====== Material supplied

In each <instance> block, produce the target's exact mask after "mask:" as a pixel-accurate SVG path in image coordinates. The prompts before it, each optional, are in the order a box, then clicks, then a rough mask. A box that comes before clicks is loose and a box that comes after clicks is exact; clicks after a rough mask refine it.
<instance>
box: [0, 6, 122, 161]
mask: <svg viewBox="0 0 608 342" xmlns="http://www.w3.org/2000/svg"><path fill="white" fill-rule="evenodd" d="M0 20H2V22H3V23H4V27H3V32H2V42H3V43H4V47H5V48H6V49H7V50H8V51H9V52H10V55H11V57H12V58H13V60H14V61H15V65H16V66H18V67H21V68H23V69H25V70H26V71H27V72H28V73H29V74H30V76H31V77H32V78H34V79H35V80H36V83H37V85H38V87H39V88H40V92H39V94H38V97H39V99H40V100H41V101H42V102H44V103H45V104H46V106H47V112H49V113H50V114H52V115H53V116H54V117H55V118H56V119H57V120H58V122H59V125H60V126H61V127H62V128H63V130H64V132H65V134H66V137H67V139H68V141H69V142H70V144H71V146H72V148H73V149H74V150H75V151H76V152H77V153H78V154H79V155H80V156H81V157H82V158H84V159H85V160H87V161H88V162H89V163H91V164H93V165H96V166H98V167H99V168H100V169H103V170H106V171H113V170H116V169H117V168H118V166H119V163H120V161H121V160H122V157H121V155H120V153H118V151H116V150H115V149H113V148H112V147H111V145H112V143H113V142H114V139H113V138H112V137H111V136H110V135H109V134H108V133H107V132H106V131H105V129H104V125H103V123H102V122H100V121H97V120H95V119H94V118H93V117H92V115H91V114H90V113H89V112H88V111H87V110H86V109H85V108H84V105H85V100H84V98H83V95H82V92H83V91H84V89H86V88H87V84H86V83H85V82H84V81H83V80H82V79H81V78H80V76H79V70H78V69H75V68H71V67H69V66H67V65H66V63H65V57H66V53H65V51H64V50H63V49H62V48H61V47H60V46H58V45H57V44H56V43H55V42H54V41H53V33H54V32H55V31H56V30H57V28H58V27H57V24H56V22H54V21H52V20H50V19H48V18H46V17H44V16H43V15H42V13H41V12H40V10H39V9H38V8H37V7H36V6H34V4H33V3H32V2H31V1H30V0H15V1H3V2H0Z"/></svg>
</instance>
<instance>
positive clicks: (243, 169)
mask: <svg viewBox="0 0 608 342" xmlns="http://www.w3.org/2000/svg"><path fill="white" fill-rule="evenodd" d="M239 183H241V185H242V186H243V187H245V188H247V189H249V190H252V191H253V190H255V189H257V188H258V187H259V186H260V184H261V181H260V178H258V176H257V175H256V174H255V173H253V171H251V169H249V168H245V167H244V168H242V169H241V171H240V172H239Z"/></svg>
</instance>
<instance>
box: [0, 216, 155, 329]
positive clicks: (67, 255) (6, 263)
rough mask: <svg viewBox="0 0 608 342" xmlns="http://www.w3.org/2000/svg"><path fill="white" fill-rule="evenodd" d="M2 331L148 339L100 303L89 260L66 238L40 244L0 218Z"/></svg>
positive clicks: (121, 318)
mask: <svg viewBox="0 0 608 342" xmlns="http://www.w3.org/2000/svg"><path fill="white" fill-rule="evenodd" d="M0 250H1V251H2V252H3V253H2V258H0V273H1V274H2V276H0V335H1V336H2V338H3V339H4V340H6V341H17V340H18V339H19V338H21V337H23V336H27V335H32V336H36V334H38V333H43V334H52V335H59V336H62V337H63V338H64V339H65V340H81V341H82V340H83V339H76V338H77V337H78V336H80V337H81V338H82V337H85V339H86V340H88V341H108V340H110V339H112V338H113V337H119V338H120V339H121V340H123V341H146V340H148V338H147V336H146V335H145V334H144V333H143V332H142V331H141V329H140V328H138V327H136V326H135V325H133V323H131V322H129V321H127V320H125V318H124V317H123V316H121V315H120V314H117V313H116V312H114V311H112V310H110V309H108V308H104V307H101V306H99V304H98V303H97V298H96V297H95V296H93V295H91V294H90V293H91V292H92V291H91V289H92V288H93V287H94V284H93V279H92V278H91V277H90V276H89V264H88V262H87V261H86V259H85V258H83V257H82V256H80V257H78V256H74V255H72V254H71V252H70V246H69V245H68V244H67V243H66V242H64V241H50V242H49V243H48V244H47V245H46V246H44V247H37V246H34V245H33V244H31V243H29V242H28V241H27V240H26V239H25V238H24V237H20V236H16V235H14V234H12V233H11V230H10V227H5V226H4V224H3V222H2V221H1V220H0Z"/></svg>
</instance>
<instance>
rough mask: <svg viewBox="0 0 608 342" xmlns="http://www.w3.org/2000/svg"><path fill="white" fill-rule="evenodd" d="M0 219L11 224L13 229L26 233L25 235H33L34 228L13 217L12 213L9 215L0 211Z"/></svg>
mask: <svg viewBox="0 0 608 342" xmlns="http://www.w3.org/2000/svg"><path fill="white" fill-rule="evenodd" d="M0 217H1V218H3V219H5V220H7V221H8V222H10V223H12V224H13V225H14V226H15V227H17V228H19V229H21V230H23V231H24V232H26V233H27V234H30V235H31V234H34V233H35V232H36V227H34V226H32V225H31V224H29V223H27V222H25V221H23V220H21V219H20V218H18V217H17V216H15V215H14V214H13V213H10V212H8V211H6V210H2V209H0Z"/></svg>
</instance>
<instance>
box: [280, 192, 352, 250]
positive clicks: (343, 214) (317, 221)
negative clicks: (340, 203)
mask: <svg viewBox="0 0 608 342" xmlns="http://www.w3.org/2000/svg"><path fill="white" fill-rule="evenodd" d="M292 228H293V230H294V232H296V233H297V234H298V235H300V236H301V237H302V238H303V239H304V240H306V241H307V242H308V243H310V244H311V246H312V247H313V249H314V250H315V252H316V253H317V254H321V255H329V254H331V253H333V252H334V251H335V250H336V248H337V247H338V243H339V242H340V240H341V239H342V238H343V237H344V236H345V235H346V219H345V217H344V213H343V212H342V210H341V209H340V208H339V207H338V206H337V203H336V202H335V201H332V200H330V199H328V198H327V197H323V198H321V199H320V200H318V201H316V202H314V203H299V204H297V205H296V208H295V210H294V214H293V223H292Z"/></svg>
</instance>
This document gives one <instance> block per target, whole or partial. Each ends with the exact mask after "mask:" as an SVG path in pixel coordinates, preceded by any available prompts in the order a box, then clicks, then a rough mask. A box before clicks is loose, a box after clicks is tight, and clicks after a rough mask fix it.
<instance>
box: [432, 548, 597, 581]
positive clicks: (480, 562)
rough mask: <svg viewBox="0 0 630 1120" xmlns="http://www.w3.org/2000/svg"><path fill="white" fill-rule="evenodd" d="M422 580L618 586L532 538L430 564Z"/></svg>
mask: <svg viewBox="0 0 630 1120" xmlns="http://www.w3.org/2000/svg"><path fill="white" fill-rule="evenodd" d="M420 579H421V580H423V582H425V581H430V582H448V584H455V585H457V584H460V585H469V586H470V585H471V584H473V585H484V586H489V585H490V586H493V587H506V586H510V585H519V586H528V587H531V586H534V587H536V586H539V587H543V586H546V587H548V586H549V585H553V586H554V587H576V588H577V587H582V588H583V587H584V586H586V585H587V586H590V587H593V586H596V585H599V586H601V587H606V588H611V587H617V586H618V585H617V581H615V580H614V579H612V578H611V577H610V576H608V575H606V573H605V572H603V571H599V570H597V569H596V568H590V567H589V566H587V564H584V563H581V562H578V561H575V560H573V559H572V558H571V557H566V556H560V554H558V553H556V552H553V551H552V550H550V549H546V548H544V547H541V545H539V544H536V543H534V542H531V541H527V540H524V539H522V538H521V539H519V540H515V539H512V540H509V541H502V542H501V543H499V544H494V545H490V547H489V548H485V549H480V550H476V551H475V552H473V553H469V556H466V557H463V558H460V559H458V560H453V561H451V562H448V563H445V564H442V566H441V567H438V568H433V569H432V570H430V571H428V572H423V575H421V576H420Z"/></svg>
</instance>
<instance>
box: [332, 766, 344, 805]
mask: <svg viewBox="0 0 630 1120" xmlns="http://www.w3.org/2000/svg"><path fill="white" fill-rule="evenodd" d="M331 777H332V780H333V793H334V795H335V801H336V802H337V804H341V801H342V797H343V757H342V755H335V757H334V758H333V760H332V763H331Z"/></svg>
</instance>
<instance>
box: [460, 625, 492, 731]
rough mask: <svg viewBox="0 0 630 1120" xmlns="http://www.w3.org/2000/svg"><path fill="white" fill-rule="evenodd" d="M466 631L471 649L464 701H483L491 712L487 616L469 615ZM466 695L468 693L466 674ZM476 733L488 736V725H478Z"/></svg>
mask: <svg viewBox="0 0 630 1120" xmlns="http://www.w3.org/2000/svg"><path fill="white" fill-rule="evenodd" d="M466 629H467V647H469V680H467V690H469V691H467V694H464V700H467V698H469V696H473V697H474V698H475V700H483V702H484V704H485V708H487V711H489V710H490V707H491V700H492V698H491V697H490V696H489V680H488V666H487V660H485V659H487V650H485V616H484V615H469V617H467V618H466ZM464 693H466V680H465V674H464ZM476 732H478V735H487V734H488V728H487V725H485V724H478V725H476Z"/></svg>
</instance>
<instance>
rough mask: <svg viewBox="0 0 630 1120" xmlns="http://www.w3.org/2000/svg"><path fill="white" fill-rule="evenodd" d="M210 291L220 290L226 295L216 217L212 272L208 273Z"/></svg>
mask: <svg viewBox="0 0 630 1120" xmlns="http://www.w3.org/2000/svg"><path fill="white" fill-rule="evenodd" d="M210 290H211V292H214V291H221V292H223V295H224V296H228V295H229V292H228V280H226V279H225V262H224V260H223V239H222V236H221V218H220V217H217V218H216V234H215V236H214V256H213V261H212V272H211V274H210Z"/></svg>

============

What you will do:
Update the listing from its start up to and including the line with "box: [0, 6, 122, 161]": replace "rough mask" with "coarse mask" and leave everything else unchanged. Return only those lines.

Response:
In each <instance> block, produce the target's exact mask after "mask:" as a pixel-accurate SVG path in image coordinates. The prompts before it, each optional, are in the order a box, then clicks, then a coarse mask. A box that comes before clicks is loose and a box that comes after clicks is exact; clicks after a coarse mask refine it.
<instance>
box: [0, 6, 122, 161]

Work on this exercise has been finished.